→ Brano di testo:
Rd Congo, chiusi i seggi dopo due giornate caotiche. Tensione per l’attesa

Nella Repubblica democratica del Congo si sono svolte il 20 e il 21 dicembre le votazioni per le elezioni generali e per la presidenza. Giornate caratterizzate da ritardi e violenze ai seggi, molti non sono stati aperti proprio per questioni di sicurezza. Milioni di persone sfollate non hanno potuto recarsi alle urne per esprimere le…

Nella Repubblica democratica del Congo si sono svolte il 20 e il 21 dicembre le votazioni per le elezioni generali e per la presidenza. Giornate caratterizzate da ritardi e violenze ai seggi, molti non sono stati aperti proprio per questioni di sicurezza. Milioni di persone sfollate non hanno potuto recarsi alle urne per esprimere le proprie preferenze e ciò ha causato malcontento e in alcune zone del paese hanno favorito gli assalti alle sedi elettorali. Anche per questo motivo la commissione elettorale ha deciso di prorogare di un giorno le operazioni di voto e, dare così la possibilità ai seggi  rimasti chiusi per questioni di sicurezza o per problemi logistici, di recuperare. L’opposizione parla di “caos elettorale” e prima ancora degli scrutini già promette di dare battaglia. La stessa commissione elettorale aveva chiesto a tutti i candidati alla presidenza di firmare un codice di condotta con il quale si sarebbero impegnati a rispettare le regole democratiche del voto e a presentare eventuali ricorsi e opposizioni solo per vie legali e ufficiali. Nessuno degli aspiranti presidenti ha però voluto firmare il documento, perché sostengono che la commissione elettorale non è indipendente e non è in grado di garantire procedure elettorali libere e trasparenti.
Intanto la critica situazione umanitaria  nella parte orientale della Repubblica Democratica del Congo (ha  raggiunto livelli drammatici, con un tasso di violenza e di sfollamento mai registrato prima.
Nel Nord Kivu, gli scontri armati legati alla rinascita del gruppo M23 hanno costretto un milione di persone ad abbandonare le proprie case e i propri villaggi. Nelle province dell’Ituri e del Sud Kivu, spesso meno considerate rispetto al Nord Kivu, la crisi senza sosta ha un impatto sulla popolazione devastante anche perché la distribuzione degli aiuti è limitata dalla mancanza generale di sicurezza.

→ Voci estratte:
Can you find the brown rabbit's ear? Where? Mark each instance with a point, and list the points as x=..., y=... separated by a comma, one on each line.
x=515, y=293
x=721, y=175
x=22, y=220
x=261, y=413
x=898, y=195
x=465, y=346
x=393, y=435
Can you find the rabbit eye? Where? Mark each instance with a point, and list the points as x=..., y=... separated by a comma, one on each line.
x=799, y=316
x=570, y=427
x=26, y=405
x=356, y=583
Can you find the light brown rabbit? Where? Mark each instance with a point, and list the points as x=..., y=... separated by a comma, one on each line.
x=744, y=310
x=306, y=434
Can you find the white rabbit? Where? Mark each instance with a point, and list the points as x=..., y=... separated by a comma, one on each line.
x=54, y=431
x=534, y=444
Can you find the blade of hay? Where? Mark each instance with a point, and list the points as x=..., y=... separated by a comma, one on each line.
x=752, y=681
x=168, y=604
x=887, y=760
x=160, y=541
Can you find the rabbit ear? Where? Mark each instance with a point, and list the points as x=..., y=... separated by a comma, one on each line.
...
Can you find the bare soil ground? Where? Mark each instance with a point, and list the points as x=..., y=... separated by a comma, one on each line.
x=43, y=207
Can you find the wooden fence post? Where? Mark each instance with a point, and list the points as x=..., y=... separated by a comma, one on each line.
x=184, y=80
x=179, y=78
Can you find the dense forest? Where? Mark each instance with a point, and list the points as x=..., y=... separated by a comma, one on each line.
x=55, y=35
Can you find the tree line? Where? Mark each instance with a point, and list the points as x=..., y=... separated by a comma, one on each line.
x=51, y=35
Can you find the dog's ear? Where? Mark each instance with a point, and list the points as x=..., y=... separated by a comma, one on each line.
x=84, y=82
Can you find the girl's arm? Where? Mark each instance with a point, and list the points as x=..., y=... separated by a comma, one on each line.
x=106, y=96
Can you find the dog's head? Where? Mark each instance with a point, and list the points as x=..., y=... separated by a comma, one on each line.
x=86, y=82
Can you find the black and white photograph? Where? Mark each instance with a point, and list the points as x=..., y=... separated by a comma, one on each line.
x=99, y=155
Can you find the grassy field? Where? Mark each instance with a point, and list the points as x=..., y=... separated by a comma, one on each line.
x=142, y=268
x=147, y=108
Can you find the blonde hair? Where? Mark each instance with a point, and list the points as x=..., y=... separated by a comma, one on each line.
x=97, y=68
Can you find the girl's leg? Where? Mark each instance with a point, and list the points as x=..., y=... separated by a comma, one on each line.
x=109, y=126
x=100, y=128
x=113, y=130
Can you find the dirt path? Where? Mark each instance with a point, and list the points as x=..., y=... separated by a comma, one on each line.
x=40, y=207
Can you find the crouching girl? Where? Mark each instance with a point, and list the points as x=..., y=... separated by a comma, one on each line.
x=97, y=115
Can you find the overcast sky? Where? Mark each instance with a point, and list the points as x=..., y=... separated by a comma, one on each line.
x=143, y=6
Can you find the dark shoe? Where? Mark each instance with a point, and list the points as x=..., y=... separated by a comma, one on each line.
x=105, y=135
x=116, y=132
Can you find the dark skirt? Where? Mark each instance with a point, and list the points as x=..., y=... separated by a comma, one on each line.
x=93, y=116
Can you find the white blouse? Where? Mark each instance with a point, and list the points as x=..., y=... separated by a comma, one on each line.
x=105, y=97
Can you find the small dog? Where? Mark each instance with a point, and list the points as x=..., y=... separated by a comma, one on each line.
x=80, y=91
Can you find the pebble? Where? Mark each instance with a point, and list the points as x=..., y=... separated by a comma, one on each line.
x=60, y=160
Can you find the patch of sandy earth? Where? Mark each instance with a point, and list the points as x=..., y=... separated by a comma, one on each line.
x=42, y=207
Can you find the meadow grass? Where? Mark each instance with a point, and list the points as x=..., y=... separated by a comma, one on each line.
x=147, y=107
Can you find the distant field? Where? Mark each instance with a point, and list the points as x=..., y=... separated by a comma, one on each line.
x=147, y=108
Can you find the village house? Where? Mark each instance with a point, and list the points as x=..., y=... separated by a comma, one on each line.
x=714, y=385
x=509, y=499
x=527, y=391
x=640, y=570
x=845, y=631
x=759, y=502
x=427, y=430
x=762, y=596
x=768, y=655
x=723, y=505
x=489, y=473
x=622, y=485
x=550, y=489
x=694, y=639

→ Cose da fare:
1. Nel brano sulle elezioni in Congo, quante persone sono state costrette a lasciare case e villaggi nel Nord Kivu a causa degli scontri legati al gruppo M23?
2. Prosegui il brano sulle elezioni nella Repubblica democratica del Congo, partendo subito dopo la sua ultima frase.

→ Risposte ai compiti:
1. Un milione di persone.

2.
Secondo i rapporti delle Nazioni Unite è un gruppo armato supportato dal Ruanda e sostiene di lottare per l’attuazione degli accordi politici con il governo congolese, che prevedevano il ritorno sicuro dei rifugiati tutsi congolesi che si trovano a Kigali ormai da più di vent’anni. Combatte anche contro le Forze Democratiche per la Liberazione del Ruanda (FDLR), un gruppo ribelle ruandese che si è stabilito nella RDC orientale all’indomani del genocidio del 1994 in Ruanda. L’M23 in questi ultimi anni ha preso il controllo di un vasto territorio nella provincia del Nord-Kivu, che confina con Ruanda e Uganda.oo
A fine ottobre l’ONU ha annunciato che nella RDC si contano quasi sette milioni gli sfollati e circa cinque milioni di questi sono concentrati nella parte orientale del paese: un numero record mai raggiunto prima. Nel Nord Kivu la violenza tra gruppi armati – tra cui spicca l’M23 – ha innescato costanti e massicci movimenti di persone nei territori di Rutshuru e Nyiragongo.

INel frattempo la violenza nel Nord Kivu ha innescato diverse ondate di sfollamenti di persone anche nel Sud Kivu, in particolare a Minova e nei villaggi circostanti, dove le già fragili condizioni igienico-sanitarie hanno portato a un significativo aumento dei casi di colera. Allo stesso tempo, la chiusura delle strutture sanitarie nel Nord Kivu a causa dell’insicurezza e della violenza ha costretto le persone che necessitano di assistenza sanitaria e di cure a cercarle verso sud, aumentando in questo modo la pressione su queste province.

Un terzo della popolazione di questa zona è ora sfollata, dopo anni di conflitto. Le persone che vivono lontano dalle proprie case e in condizioni precarie, per periodi di tempo così prolungati, rischiano di subire enormi ripercussioni sulla salute sia fisica che psichica. L’Ituri è una regione in cui, negli ultimi trent’anni, si è assistito a un progressivo disinvestimento nei servizi sanitari e nelle infrastrutture di base, il che renderebbe l’accesso a qualsiasi servizio medico molto problematico persino se non ci fosse il conflitto, denincia Medici senza Frontiere.